What you need to do
Format the rows from the line with "Find the bounding region for the white window" to the line with "[98,399,357,600]", including both of those lines, as a numbered list with no blank lines, and omit the pictures.

Data excerpts
---+---

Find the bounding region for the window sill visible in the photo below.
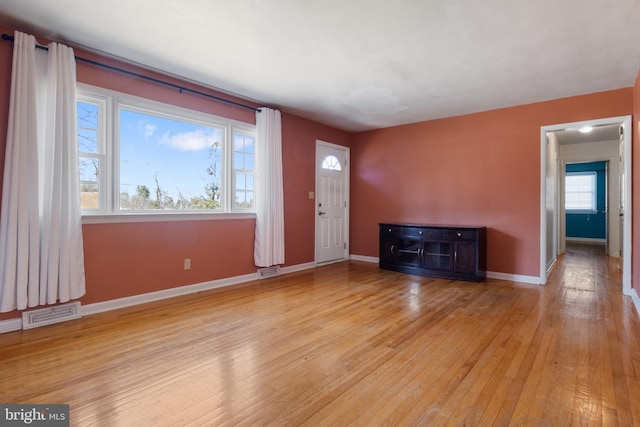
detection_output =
[82,212,256,224]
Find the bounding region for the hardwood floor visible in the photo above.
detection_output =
[0,246,640,426]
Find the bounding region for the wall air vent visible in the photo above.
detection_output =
[258,265,280,279]
[22,302,82,329]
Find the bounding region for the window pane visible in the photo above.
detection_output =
[565,172,596,211]
[79,156,100,209]
[76,102,98,153]
[322,155,342,171]
[120,108,224,210]
[233,133,255,209]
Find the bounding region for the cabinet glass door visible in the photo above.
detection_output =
[423,241,453,270]
[396,237,420,267]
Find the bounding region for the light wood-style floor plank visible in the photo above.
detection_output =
[0,245,640,426]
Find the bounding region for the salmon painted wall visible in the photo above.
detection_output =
[0,26,351,320]
[631,71,640,295]
[351,88,633,277]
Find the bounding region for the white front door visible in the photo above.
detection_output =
[315,141,349,264]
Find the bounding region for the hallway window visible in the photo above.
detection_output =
[565,172,597,213]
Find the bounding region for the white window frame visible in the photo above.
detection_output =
[564,171,598,214]
[76,84,257,223]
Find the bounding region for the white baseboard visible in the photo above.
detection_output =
[0,317,22,334]
[0,262,316,333]
[631,288,640,317]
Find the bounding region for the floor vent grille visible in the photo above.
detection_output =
[22,302,82,329]
[258,265,280,279]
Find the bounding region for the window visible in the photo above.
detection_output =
[322,155,342,171]
[77,87,255,215]
[564,172,597,213]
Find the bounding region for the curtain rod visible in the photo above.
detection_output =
[2,34,261,112]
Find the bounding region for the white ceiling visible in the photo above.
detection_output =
[0,0,640,131]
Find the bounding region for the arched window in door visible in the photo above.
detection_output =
[322,155,342,171]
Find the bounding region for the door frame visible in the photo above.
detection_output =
[540,116,633,295]
[316,139,351,265]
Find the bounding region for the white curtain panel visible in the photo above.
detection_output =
[0,32,85,312]
[253,107,284,267]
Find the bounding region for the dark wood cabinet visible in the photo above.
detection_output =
[380,223,487,282]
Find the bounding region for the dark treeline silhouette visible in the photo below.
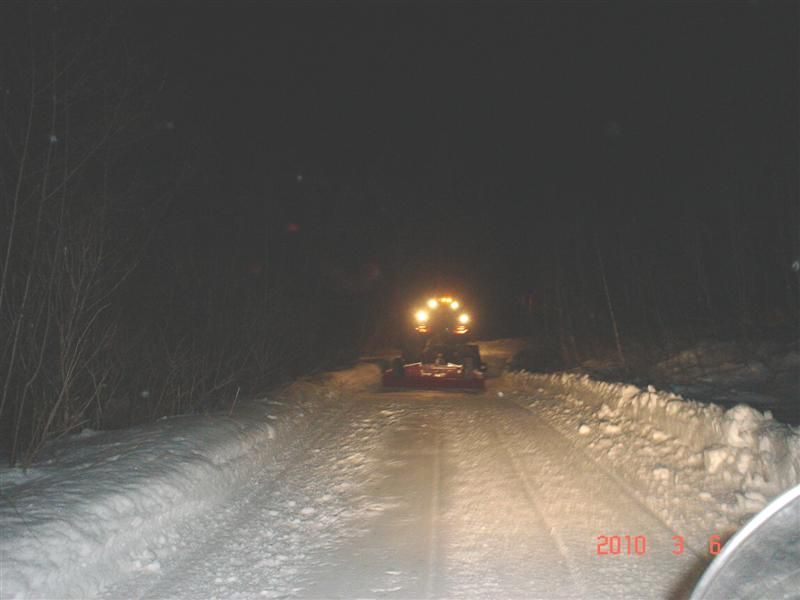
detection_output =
[0,2,800,463]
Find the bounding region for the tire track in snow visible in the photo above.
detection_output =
[492,425,590,598]
[515,403,708,563]
[425,431,442,598]
[98,399,357,600]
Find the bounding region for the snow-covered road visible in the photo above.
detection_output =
[0,340,800,600]
[105,392,700,599]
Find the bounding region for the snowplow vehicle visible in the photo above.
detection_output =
[383,296,486,390]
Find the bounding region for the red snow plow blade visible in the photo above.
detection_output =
[383,363,486,390]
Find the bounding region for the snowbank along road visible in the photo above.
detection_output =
[2,340,800,598]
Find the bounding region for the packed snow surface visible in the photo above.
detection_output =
[0,342,800,598]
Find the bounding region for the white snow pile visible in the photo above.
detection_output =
[502,372,800,535]
[0,365,379,598]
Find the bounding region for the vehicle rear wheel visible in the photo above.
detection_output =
[463,356,475,378]
[392,358,406,377]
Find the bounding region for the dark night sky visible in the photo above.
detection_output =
[122,1,798,330]
[145,2,797,185]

---+---

The response
1. Find the bounding region for the white window frame visible in the photo above.
2. detection_output =
3. [564,171,598,214]
4. [76,84,257,223]
5. Find the bounding region for the white baseboard visible in the photo above.
6. detection_output =
7. [0,317,22,334]
8. [0,262,316,333]
9. [631,288,640,317]
10. Find the bounding region for the floor vent grille visible in the photo above.
11. detection_output =
12. [22,302,82,329]
13. [258,265,280,279]
14. Find the bounding region for the window visible in the photo above.
15. detection_output =
16. [322,155,342,171]
17. [77,87,255,215]
18. [564,172,597,213]
19. Find the bounding region for the curtain rod visible in the photo above.
20. detection_output =
21. [2,34,261,112]
22. Find the bounding region for the white ceiling visible in the photo above.
23. detection_output =
24. [0,0,640,131]
25. Find the bounding region for the arched window in door visible in the photo above.
26. detection_output =
27. [322,155,342,171]
28. Find the bounding region for the door frame visible in the photo above.
29. detection_output =
30. [540,116,633,295]
31. [316,139,351,265]
32. Find the bounding region for the white curtain panel visible in the photo above.
33. detection_output =
34. [0,32,85,312]
35. [253,107,284,267]
36. Find the bounding region for the dark wood cabinet visible in the photo above.
37. detection_output =
38. [380,223,487,282]
39. Find the bounding region for the dark treeline silhouette visible in the photo below.
40. detection_output =
41. [0,2,800,463]
42. Find the bounding region for the tire track in snow visible in the photo above.
43. detection_output =
44. [492,425,590,598]
45. [515,403,708,563]
46. [425,431,442,598]
47. [98,399,357,600]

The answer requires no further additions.